__Description of the task__:
Reproduce each of the following records without any deviation.

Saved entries
• • •

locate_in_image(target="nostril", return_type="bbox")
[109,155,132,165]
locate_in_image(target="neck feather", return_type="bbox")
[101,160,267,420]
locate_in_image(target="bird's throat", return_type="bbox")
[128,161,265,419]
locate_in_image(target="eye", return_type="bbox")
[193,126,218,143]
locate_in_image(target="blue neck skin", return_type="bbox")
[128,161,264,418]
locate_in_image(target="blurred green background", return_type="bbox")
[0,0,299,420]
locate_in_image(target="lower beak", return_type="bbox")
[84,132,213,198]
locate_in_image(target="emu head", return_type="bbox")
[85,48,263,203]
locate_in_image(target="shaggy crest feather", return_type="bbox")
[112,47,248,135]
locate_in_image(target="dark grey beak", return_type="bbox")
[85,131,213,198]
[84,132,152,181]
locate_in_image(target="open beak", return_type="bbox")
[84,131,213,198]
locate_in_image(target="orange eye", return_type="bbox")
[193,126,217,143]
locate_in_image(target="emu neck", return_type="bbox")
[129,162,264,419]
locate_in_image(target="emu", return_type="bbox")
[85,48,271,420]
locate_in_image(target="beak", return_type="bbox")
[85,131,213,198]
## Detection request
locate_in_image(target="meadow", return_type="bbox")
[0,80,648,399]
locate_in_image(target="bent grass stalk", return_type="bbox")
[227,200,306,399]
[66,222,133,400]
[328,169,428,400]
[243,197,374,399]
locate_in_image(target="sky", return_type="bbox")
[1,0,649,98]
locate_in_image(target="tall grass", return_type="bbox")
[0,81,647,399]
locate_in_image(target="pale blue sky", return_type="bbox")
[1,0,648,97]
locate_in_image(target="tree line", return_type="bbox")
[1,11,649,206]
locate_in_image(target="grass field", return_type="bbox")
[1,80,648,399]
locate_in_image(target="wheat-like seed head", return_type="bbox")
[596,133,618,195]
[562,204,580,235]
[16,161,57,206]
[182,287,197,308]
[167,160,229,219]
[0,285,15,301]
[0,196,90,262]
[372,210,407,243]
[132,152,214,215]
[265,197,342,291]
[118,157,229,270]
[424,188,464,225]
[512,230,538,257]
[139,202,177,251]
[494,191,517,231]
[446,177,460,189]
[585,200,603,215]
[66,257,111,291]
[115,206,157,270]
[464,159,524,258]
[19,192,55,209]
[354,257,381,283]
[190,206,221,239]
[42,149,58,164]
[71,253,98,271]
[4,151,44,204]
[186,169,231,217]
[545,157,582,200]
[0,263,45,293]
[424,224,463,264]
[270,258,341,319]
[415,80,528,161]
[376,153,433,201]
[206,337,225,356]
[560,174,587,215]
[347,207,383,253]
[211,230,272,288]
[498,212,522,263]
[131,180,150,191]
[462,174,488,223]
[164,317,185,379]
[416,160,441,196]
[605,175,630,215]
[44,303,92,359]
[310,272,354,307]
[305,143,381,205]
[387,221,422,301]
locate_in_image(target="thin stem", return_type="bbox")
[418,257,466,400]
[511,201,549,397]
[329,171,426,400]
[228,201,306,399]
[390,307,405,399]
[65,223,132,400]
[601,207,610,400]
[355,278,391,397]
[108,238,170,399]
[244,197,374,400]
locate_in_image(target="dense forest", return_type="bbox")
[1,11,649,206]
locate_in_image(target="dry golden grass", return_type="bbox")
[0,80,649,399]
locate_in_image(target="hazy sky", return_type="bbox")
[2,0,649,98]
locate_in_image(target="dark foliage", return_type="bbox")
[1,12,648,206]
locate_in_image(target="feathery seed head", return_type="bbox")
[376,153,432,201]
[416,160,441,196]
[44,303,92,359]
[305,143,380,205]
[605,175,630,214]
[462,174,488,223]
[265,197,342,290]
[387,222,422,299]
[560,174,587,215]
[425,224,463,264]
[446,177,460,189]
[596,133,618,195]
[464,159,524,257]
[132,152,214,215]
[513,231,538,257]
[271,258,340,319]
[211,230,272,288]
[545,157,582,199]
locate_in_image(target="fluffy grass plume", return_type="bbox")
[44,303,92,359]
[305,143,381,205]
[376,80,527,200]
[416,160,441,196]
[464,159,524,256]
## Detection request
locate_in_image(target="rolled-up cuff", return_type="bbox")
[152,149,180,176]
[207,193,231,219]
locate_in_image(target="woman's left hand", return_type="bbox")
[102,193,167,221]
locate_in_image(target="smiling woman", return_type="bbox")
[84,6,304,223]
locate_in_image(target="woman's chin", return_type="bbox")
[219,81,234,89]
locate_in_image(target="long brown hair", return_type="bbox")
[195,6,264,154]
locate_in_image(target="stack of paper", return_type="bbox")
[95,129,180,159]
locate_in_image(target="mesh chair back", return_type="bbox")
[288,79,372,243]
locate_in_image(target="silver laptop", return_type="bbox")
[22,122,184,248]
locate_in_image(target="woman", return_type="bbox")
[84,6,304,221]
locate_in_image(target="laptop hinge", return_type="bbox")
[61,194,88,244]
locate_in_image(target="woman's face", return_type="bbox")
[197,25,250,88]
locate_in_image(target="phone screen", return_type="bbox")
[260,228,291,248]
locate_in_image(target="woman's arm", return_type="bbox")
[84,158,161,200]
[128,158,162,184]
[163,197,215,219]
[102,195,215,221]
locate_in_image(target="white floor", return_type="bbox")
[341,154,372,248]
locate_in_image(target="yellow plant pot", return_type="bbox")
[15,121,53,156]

• • •

__Response area__:
locate_in_image(target="nostril", return_type="bbox")
[109,155,132,165]
locate_in_image(target="neck feather", return_type="bbox")
[101,160,267,420]
locate_in_image(target="bird's throat", return_type="bbox")
[128,161,265,419]
locate_in_image(target="eye", return_type="bbox")
[193,126,218,143]
locate_in_image(target="blue neck skin", return_type="bbox")
[128,161,264,418]
locate_in_image(target="blurred green background", return_type="bbox")
[0,0,299,420]
locate_in_image(target="lower beak", return_type="bbox")
[84,132,213,198]
locate_in_image(target="emu head", return_type="bbox")
[85,48,263,203]
locate_in_image(target="shaggy crest feather", return_type="bbox")
[112,47,248,135]
locate_in_image(target="dark grey beak", return_type="bbox")
[85,131,213,198]
[84,132,152,181]
locate_in_image(target="open beak", return_type="bbox")
[84,131,213,198]
locate_in_image(target="orange eye", return_type="bbox")
[193,126,217,143]
locate_in_image(target="emu neck", return_type="bbox")
[129,162,264,419]
locate_in_image(target="emu", return_type="bbox")
[85,48,271,420]
locate_in_image(target="beak", return_type="bbox")
[85,131,213,198]
## Detection request
locate_in_image(target="meadow", return_type="bbox")
[0,80,648,399]
locate_in_image(target="bent grass stalk", return_type="bbox")
[227,200,306,399]
[66,222,133,400]
[328,169,428,400]
[243,197,374,399]
locate_in_image(target="sky", return_type="bbox")
[1,0,649,98]
locate_in_image(target="tall grass", return_type="bbox")
[0,81,647,399]
locate_in_image(target="pale blue sky", return_type="bbox")
[1,0,648,97]
locate_in_image(target="tree line", return_type="bbox")
[1,11,649,206]
locate_in_image(target="grass field", return_type="bbox")
[1,80,648,399]
locate_in_image(target="wheat-like seed head", return_type="bbox")
[596,133,618,195]
[562,204,580,235]
[16,161,57,206]
[182,287,197,308]
[167,160,229,219]
[0,285,15,301]
[0,196,90,262]
[372,210,407,243]
[132,152,214,215]
[265,197,342,291]
[118,157,229,270]
[424,188,464,225]
[512,230,538,257]
[139,202,177,251]
[494,191,517,231]
[446,177,460,189]
[585,200,603,215]
[66,257,111,291]
[115,206,157,270]
[464,159,524,258]
[19,192,55,209]
[354,257,381,283]
[190,206,221,239]
[42,149,58,164]
[71,253,98,271]
[4,151,44,204]
[186,169,231,217]
[545,157,582,200]
[0,263,45,293]
[424,224,463,264]
[270,258,341,319]
[415,80,528,161]
[376,153,433,201]
[206,337,225,356]
[560,174,587,215]
[347,207,383,253]
[211,230,272,288]
[498,212,522,263]
[131,180,150,191]
[462,174,488,223]
[164,317,185,379]
[416,160,441,196]
[605,175,630,215]
[44,303,92,359]
[310,272,354,307]
[305,143,381,205]
[387,221,422,301]
locate_in_image(target="thin stem", return_type="bbox")
[418,257,466,400]
[511,201,549,397]
[329,171,426,400]
[228,201,306,399]
[390,307,405,399]
[65,223,132,400]
[601,207,610,400]
[355,278,391,397]
[108,238,170,399]
[244,197,374,400]
locate_in_image(target="dense forest", return_type="bbox")
[1,11,649,206]
locate_in_image(target="dry golden grass", return_type="bbox")
[0,80,649,399]
locate_in_image(target="hazy sky", return_type="bbox")
[2,0,649,98]
locate_in_image(target="dark foliage", return_type="bbox")
[1,12,648,206]
locate_in_image(target="feathery seed head", return_type="bbox")
[376,153,432,201]
[416,160,441,196]
[44,303,92,359]
[305,143,380,205]
[605,175,630,214]
[462,174,488,223]
[265,197,342,290]
[387,222,422,299]
[560,174,587,215]
[425,224,463,264]
[446,177,460,189]
[596,133,618,195]
[464,159,524,257]
[132,152,214,215]
[513,231,538,257]
[271,258,340,319]
[211,230,272,288]
[545,157,582,199]
locate_in_image(target="fluffy grass plume", return_type="bbox")
[44,303,92,359]
[305,143,381,205]
[376,80,527,200]
[416,160,441,196]
[464,159,524,256]
## Detection request
locate_in_image(target="rolled-up cuff", return_type="bbox")
[152,149,180,176]
[207,193,231,219]
locate_in_image(target="woman's left hand", return_type="bbox")
[102,193,167,221]
locate_in_image(target="smiling woman", return_type="bbox")
[84,6,304,223]
locate_in_image(target="woman's chin", return_type="bbox")
[219,81,234,89]
locate_in_image(target="long brown hair", return_type="bbox")
[195,6,264,154]
locate_in_image(target="stack of paper", return_type="bbox")
[95,129,180,159]
locate_in_image(target="mesh chair back", return_type="bbox")
[288,79,372,243]
locate_in_image(target="silver laptop", return_type="bbox")
[22,122,184,248]
locate_in_image(target="woman", return_type="bbox")
[84,6,304,221]
locate_in_image(target="laptop hinge", return_type="bbox")
[61,194,88,244]
locate_in_image(target="woman's face", return_type="bbox")
[197,25,250,88]
locate_in_image(target="phone screen", return_type="bbox")
[260,228,291,248]
locate_in_image(target="woman's arm", return_type="bbox")
[84,158,161,200]
[128,158,162,184]
[163,197,215,219]
[102,195,215,221]
locate_in_image(target="white floor", return_type="bbox")
[341,154,372,248]
locate_in_image(target="yellow plant pot", return_type="bbox")
[15,121,53,156]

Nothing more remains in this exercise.